Extracted text ▸
>> start

It could be said that the chief themes of Vatican II were an attempt to express ‘participation’: however, they did not succeed in giving the insight a workable form. I am thinking of the collegiality of bishops, the relation of individual bishops to bishops’ conference, and their relation to the curia; of the presbyterium as a participative body; of the relationship of laity to and in the secular world; of the acceptance of those outside the roman church into the larger communio of the Church, etc.

It would be interesting to ask what is the role of the Synods of Bishops that have been held regularly since the Council. Are they an attempt to hold things at the point of development of the Council itself, or to move things along in response to the changing agenda of the world situation? They are surely open to either use.

There have been calls for what amounts to a new Council57, notably and most recently by Cardinal Martini at the Synod of European Bishops (and by other church leaders, like Etchegaray in Lyons, and O’Brien in Glasgow, and Quinn in the USA, and Lehmann in Germany.) The issues he named as an agenda are: the church as communion in relation to ecumenism; ordained ministry, lay ministry, women’s ministry; democracy, sexuality, marriage, and penitential practice. They are all issues of participation. And they are asking for a positive message that opens up more participation.58

Perhaps Vatican II was a success, because it remains as a permanent challenge to speak an eternal message in contemporary idiom. A success, and a challenge, like all the other councils, like the entirety of catholic tradition, because it always points beyond itself, to the parts of the journey we have not yet walked. I would prefer to see it as a step along the road that the Word of Love takes to express itself when sent into our human world.

 

In conclusion

The main drift of this paper has been to suggest that when we look any any dimensions of pastoral practice in today’s church, such as parish life, religious education, liturgy and ritual, or whatever, we ask a series of historical questions:

what was it like before Vatican II?

what was it like at Vatican II?

what was it like in the ‘Camelot period’ after Vatican II?

what was it like as as response to Modernity?

what did post-Modernity and secularisation do to it?

what signs are there of a new positive vision in it?

what influence does the core doctrine of the church have on it?

I would like to name just a few ideas that have come to me, as a result of my own revisit to Vatican II and its history, and my own use of these questions, that might be taken back to parish life.

>> end

Task details ▸
Do these statements agree with the passage on Vatican II? (a) Cardinal Martini called for what amounts to a new Council at the Synod of European Bishops. (b) The author holds that Vatican II gave the insight of participation a workable form. (c) The author says the Synods of Bishops can serve only to hold things at the point the Council reached. For each, answer yes or no and quote the words of the passage that decide it.

Material provided ▸
>> start

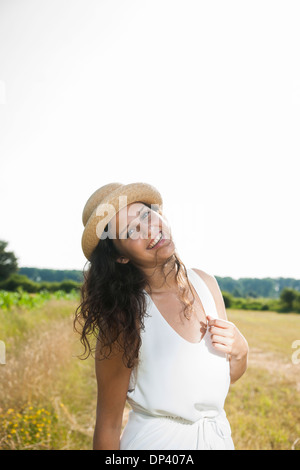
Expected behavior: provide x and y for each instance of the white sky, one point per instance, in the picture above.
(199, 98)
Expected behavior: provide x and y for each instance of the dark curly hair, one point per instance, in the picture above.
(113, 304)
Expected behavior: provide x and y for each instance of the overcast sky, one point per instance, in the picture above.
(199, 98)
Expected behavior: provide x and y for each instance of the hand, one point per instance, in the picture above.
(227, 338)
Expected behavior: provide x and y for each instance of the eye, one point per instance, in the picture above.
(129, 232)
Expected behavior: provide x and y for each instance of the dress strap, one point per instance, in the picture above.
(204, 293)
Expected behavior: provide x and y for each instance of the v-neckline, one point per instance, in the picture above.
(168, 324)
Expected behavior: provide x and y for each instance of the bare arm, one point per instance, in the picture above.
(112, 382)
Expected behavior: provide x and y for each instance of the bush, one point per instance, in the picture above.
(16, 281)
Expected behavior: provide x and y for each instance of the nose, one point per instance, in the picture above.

>> end

The response ▸
(a) Yes: "notably and most recently by Cardinal Martini at the Synod of European Bishops"
(b) No: "they did not succeed in giving the insight a workable form"
(c) No: "They are surely open to either use."